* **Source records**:
** start **

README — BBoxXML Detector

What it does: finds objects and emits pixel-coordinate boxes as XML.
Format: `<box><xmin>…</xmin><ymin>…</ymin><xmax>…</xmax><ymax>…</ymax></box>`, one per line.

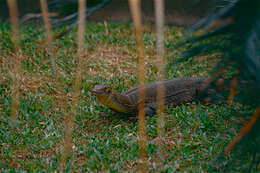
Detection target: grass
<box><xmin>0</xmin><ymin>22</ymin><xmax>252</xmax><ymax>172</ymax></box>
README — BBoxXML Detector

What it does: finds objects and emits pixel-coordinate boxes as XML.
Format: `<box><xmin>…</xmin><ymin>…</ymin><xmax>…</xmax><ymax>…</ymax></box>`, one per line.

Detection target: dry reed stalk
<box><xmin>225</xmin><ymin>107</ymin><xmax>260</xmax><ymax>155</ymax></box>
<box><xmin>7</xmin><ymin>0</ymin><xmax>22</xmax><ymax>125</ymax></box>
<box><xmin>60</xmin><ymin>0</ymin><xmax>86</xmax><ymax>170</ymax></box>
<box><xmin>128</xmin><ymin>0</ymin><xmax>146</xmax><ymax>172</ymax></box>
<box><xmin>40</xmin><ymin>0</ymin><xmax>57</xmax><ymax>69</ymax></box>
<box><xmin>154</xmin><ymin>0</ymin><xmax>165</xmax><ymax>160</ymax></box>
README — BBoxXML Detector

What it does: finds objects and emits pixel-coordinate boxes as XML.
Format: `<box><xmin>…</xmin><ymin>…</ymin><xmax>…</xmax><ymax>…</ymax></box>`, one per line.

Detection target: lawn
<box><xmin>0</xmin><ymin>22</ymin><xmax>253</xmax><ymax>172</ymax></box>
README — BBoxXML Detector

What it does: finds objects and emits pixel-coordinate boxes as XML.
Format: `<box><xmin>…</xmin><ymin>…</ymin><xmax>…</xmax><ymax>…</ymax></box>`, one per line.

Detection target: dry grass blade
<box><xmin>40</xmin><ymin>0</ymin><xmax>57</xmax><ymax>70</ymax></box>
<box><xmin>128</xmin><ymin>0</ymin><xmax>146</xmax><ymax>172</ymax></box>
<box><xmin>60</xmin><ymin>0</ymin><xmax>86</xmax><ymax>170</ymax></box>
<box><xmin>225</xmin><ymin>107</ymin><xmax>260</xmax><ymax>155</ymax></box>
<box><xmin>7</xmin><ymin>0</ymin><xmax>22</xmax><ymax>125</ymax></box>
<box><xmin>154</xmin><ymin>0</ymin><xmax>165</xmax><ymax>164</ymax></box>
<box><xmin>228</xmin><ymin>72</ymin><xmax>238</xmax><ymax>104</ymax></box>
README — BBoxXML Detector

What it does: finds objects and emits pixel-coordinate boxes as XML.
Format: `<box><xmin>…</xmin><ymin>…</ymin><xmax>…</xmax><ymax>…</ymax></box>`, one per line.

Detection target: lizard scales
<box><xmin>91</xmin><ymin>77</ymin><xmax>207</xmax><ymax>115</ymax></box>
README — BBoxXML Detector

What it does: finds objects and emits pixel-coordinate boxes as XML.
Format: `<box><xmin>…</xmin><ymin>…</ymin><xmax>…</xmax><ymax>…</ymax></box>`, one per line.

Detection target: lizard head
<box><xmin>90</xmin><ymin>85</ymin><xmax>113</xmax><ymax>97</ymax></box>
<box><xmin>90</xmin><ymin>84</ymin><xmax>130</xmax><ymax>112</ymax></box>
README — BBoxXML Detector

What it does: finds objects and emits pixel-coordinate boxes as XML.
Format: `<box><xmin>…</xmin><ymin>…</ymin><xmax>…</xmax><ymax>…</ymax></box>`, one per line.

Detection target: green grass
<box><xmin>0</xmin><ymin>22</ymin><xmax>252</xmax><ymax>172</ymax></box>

** end **
** start **

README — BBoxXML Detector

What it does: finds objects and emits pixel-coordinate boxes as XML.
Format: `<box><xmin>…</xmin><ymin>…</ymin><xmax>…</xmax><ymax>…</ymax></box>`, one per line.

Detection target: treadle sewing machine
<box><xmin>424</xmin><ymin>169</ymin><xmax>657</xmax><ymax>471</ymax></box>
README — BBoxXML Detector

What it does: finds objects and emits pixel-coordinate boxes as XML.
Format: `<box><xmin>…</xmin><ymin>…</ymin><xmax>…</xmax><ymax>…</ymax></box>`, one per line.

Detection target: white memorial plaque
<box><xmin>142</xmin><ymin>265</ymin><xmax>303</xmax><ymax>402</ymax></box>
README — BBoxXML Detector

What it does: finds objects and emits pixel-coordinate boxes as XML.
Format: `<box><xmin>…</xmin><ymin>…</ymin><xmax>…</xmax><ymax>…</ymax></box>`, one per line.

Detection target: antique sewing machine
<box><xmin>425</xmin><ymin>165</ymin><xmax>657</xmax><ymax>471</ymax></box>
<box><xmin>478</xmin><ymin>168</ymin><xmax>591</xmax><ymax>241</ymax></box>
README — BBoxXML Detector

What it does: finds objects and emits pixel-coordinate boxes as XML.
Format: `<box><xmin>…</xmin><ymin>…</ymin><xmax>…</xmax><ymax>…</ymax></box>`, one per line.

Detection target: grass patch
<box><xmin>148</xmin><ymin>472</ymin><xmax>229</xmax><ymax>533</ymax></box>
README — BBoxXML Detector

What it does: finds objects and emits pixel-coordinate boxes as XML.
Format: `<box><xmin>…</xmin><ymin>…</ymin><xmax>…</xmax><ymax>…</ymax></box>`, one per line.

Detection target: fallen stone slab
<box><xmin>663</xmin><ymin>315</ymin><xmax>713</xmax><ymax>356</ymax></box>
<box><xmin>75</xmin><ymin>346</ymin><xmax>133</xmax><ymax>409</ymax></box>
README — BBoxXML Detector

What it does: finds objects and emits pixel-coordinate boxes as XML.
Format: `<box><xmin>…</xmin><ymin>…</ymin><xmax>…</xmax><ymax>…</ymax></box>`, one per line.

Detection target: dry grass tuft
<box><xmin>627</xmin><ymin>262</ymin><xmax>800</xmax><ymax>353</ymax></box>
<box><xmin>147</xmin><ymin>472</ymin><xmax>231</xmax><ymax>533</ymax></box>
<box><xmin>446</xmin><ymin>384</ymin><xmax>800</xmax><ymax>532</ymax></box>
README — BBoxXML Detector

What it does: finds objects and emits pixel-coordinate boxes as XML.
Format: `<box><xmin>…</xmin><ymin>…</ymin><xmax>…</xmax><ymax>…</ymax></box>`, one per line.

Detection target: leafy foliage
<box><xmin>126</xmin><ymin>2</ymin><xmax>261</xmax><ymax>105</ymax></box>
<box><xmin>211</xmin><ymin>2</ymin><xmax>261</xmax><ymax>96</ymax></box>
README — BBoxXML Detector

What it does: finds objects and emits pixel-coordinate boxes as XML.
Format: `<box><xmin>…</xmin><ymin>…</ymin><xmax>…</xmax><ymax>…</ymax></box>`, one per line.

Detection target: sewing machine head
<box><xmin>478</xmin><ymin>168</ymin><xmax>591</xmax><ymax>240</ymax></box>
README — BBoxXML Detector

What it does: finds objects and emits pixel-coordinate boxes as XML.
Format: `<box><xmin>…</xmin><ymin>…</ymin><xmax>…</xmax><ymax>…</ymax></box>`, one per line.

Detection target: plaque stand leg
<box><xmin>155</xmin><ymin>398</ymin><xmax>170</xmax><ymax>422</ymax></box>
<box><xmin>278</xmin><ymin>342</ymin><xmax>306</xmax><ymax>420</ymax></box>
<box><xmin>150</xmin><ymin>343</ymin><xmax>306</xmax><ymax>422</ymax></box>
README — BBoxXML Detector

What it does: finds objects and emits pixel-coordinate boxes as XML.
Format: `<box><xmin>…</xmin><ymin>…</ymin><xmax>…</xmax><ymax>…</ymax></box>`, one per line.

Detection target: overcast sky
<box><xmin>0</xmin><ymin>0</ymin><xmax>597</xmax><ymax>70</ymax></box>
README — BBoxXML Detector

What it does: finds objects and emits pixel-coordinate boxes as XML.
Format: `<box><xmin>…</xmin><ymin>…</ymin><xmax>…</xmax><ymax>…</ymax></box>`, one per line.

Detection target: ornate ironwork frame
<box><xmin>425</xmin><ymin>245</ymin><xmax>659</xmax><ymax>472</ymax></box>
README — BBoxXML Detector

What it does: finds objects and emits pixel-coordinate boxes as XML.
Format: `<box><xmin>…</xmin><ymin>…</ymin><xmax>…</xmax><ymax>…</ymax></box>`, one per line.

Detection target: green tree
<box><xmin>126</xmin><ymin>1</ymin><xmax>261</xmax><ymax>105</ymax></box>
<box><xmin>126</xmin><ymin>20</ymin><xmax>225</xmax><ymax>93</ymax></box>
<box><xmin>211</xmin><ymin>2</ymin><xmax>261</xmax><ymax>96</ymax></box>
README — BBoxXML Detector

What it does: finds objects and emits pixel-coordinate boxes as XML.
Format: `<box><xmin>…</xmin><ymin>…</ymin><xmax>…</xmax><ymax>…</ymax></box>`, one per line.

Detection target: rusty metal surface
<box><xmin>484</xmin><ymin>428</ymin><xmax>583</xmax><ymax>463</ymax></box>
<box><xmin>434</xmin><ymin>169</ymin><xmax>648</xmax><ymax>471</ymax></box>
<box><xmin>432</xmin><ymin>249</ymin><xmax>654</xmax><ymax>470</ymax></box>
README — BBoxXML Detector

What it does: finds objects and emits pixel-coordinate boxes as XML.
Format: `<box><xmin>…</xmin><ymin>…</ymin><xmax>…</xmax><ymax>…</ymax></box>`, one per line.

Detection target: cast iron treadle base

** end **

Which lines of the listing above contain the word "plaque"? Show each of those lines in full.

* **Exercise output**:
Detection target: white memorial plaque
Detection target: plaque stand leg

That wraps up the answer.